▶ _Given request_:
All of the data needs to be repeated exactly.

▶ _The records_:
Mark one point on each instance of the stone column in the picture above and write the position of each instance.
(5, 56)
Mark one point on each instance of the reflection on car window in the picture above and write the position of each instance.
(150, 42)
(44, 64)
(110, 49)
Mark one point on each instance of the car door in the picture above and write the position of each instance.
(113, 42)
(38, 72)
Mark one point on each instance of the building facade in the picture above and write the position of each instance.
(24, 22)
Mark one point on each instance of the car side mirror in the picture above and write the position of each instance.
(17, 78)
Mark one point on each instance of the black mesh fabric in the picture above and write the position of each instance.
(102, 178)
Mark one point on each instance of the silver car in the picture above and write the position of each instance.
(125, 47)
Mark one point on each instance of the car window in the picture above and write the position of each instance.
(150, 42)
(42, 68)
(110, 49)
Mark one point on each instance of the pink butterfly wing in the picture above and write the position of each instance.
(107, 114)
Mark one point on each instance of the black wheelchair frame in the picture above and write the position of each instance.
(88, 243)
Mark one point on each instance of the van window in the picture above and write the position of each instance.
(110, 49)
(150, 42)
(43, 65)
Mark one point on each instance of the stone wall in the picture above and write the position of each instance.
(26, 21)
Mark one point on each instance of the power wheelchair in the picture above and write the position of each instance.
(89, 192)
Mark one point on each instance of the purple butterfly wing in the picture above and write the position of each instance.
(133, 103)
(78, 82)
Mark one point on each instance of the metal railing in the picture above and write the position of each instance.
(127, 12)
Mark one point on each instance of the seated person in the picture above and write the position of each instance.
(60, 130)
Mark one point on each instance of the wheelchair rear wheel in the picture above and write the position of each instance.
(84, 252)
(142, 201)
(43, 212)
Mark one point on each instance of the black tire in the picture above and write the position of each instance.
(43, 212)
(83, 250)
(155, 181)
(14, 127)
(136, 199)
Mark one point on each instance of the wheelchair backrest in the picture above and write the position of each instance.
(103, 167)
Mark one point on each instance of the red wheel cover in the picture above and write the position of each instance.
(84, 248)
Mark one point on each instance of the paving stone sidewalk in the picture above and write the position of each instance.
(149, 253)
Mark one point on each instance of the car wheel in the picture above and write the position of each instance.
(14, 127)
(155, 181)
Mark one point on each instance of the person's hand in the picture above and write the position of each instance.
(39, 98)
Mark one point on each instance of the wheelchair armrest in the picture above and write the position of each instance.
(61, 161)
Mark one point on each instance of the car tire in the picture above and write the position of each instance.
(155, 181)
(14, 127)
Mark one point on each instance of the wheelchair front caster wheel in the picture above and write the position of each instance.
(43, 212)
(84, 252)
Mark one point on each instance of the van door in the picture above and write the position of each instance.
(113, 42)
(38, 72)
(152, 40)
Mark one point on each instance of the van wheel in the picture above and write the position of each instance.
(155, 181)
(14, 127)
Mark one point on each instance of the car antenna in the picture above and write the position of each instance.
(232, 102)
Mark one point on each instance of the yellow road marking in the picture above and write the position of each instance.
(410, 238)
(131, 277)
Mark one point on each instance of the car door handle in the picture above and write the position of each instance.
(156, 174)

▶ _Result for this exercise_:
Mark one point on each instance of the stone column in the picture above and write the position of each instance.
(5, 56)
Mark one point on each instance of the reflection on car window in the picture above and write the position of each instance.
(150, 42)
(44, 64)
(110, 49)
Mark one point on each instance of the car door in the picture above and write the position of each instance.
(113, 42)
(38, 72)
Mark one point on each instance of the building facade in the picture above and write the position of each instance.
(24, 22)
Mark one point on each instance of the car side mirror in the picture above and write the position of each instance.
(17, 78)
Mark one point on each instance of the black mesh fabric in the picture above and write the position of each instance.
(102, 178)
Mark one point on each instance of the silver car in the picture above and write the position of each instance.
(125, 47)
Mark one point on each instance of the car window in the picture above and write the position of each instance.
(150, 42)
(42, 68)
(110, 49)
Mark one point on each instance of the pink butterfly wing in the picture above and write the position of each instance.
(107, 114)
Mark one point on each instance of the black wheelchair frame in the picture above and write the position of each instance.
(88, 243)
Mark one point on each instance of the van window in the picture above and write the position of each instance.
(110, 49)
(150, 42)
(43, 65)
Mark one point on each instance of the stone wall in the picture above and write the position of each instance.
(26, 21)
Mark one point on each instance of the power wheelchair in the picture above and write the position of each instance.
(89, 192)
Mark one point on each instance of the purple butterfly wing in the picture above and write the position of each instance.
(133, 103)
(78, 82)
Mark one point on each instance of the metal railing in the picture above and write the position of each instance.
(127, 12)
Mark one point on each instance of the seated person in the picture above and write the position of each instance.
(60, 130)
Mark one point on each instance of the wheelchair rear wheel in the picture above and write the position of each instance.
(84, 252)
(142, 201)
(43, 212)
Mark one point on each instance of the black tire in the picture above and write the position of each instance.
(43, 212)
(83, 250)
(155, 181)
(14, 127)
(136, 199)
Mark one point on each instance of the wheelchair backrest in the picture above and write the position of each instance.
(103, 167)
Mark one point on each instance of the red wheel cover in the picture above and write the position of each instance.
(84, 248)
Mark one point on each instance of the paving stone sidewalk in the picture above and write the position of each instance.
(149, 253)
Mark one point on each instance of the car wheel in the picture above and write the position of each instance.
(14, 127)
(155, 181)
Mark one point on each instance of the person's hand in the picture above and write the position of each instance.
(39, 98)
Mark one point on each instance of the wheelchair armrest in the picture above and write the position of each instance.
(61, 161)
Mark one point on each instance of the car tire in the picture above and write the position of each instance.
(155, 181)
(14, 127)
Mark one point on each instance of the wheelchair front caster wheel in the picture above and write the position of each instance.
(43, 212)
(84, 252)
Mark one point on each instance of the van door in the picture above and write the position of each instance.
(113, 42)
(38, 72)
(152, 40)
Mark one point on each instance of the van wheel in the picture above and write the position of each instance.
(155, 181)
(14, 127)
Mark one point on each instance of the car antenna in the picture above and write the position of each instance.
(232, 102)
Mark one point on each instance of the yellow road marking in the picture above and write the position of each instance.
(410, 238)
(131, 277)
Mark one point on each instance of the car door handle in the picture above and write the position of each instance.
(156, 174)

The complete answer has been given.